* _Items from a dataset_
····················

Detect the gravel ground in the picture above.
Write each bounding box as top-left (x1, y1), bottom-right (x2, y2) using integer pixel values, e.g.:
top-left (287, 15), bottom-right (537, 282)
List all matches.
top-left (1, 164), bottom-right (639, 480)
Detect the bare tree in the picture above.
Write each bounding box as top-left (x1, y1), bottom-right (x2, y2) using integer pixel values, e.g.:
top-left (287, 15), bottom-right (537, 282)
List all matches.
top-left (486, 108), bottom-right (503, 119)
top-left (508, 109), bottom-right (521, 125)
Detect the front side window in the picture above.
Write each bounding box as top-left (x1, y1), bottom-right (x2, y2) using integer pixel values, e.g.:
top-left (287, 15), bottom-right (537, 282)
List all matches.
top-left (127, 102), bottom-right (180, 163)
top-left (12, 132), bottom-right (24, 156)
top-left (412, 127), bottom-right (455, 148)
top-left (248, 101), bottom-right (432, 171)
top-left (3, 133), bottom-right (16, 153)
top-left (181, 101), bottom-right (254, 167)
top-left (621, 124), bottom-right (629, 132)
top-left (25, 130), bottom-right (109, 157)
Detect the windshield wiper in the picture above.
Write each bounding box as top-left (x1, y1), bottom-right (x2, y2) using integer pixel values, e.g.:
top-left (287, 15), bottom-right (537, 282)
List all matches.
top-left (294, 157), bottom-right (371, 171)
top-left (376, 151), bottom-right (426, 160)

····················

* _What needs to be done_
Look over the entries for "Detect", then copy every line that includes that string.

* _Exercise response_
Detect the gravel ground in the picture above.
Detect the bare tree in the picture above.
Detect the front side window in the picture above.
Detect the windshield wiper in the picture above.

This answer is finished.